JACKSONVILLE SCUBANAUTS, INC.

( A Florida Not For Profit Corporation)

ARTICLE I

This corporation shall be known as JACKSONVILLE SCUBANAUTS, INC. (a Florida Not For Profit Corporation).

ARTICLE II

Membership:

Active Members shall be eighteen (18) years of age or older and a nationally certified Scuba Diver. All other members shall be designated “Associate Member” and shall not be entitled to own stock or to vote.

Only Active Members, in good standing, shall be entitled to vote in corporate affairs.

Only Active Members shall be eligible to hold office in the corporation. Candidates for office must be active and in good standing for ninety (90) days prior to nominations.

ARTICLE III

Purpose and Objectives:

For the preservation, support and promotion of the sport of skin and scuba diving and its various forms of affiliated activities.

To dedicate ourselves to the furtherance of the sport together with sound conservation, good sportsmanship and cooperation with and for federal, state and local agencies as well as other worthwhile groups and projects.

To promote fellowship among underwater sportsmen by sponsoring contests, outings and other educational, social and recreational programs.

To create an opportunity for divers to utilize their skills and experience for the benefit of public interest.

This organization shall be incorporated so that it can contract in its own name, to protect its members, officers and directors from personal liability, and to provide an organizational format which will allow us to pursue our Purposes and Objectives as set forth herein.

ARTICLE IV

Officers:

The officers of the corporation shall be a President, Vice-President, Secretary and Treasurer. All officer shall hold Active memberships as defined in Article II. All elective officers shall be nominated on the meeting night in April of each year. All elective officers shall be elected on the meeting night in May of each year. Officers shall be installed in June of the same year and shall hold office for one year or until their successors are elected. In the event that a presiding officer relinquishes his post or is found to be unfit for office, nominations shall be held at the next regular meeting with election and installation at the following meeting. Voting shall be by secret ballot. Officers shall serve without pay.
****************************************
* [Given instruction A]: Write out, word for word, the part of the Jacksonville Scubanauts articles that opens with the words containing "( A Florida" and closes with "or to vote.".
* [Given instruction B]: Pick up the Jacksonville Scubanauts articles after their last sentence and carry them on.
The records that follow are separate from the Jacksonville Scubanauts articles.
****************************************
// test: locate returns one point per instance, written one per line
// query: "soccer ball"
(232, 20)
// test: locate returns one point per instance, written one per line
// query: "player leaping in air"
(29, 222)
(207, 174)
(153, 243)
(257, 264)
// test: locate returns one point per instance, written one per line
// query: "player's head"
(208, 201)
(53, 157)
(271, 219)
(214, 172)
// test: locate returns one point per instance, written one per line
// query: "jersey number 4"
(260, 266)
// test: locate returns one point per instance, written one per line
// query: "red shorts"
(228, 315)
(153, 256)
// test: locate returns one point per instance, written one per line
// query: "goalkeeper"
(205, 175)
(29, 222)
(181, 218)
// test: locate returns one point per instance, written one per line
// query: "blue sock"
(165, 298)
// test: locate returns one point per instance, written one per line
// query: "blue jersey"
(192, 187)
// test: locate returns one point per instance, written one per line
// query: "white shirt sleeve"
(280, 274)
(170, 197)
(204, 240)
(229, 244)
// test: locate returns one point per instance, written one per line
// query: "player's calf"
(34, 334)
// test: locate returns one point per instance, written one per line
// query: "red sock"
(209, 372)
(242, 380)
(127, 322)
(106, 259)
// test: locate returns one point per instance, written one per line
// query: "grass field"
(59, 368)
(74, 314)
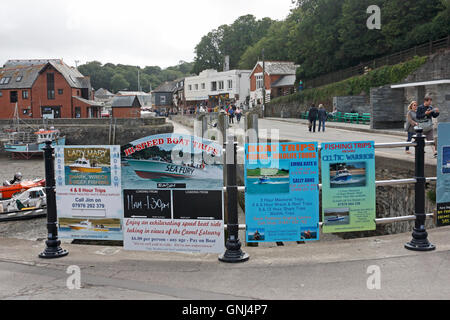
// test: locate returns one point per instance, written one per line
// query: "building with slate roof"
(163, 97)
(45, 88)
(279, 77)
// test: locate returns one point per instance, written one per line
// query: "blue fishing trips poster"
(348, 186)
(282, 194)
(443, 175)
(173, 194)
(88, 192)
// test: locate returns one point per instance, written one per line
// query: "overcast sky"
(137, 32)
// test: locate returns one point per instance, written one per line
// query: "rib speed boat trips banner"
(443, 175)
(348, 186)
(173, 194)
(88, 192)
(282, 194)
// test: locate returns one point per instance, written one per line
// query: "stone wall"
(285, 110)
(387, 108)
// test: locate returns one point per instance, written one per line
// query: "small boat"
(26, 146)
(84, 165)
(263, 180)
(8, 191)
(31, 199)
(342, 176)
(334, 219)
(87, 226)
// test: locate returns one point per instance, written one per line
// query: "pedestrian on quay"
(230, 115)
(411, 122)
(425, 114)
(312, 117)
(238, 113)
(322, 115)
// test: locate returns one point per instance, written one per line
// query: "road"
(319, 270)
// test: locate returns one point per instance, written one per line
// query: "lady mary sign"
****************************************
* [Exercise output A]:
( A Florida Not For Profit Corporation)

ARTICLE I

This corporation shall be known as JACKSONVILLE SCUBANAUTS, INC. (a Florida Not For Profit Corporation).

ARTICLE II

Membership:

Active Members shall be eighteen (18) years of age or older and a nationally certified Scuba Diver. All other members shall be designated “Associate Member” and shall not be entitled to own stock or to vote.

* [Exercise output B]:
The outgoing or past President shall be appointed as a member of the Board of Directors.

The Stockholders shall elect officers who, with the inclusion of the immediate past President, shall constitute the Board of Directors.

          Duties of the President:

  • To preside at all meetings of the corporation.
  • To appoint any persons or committees not otherwise ordered by the corporation.
  • To personally represent the corporation on proper occasions and business contracts.
  • To assist all other officers of the corporation in the performance of their duties.
  • To promote interest on the part of each corporate member on corporate life and activities.
  • To vote only when one vote is necessary to break a tie.
  • The President shall be the Chief Executive Officer of the corporation and shall have general and active management of the business and affairs of the corporation subject to the directions of the Board of Directors.

Duties of the Vice-President:
  • To be membership chairman.
  • To perform the duties of the President in his absence.
  • To assist in any other manner which the President deems necessary.
  • To act as program chairman, whose duties shall be as the President directs.
Duties of the Secretary:
  • To have custody of and maintain all of the corporate records except the financial records.
  • To record all the minutes of all meetings of the stockholders and Board of Directors or President.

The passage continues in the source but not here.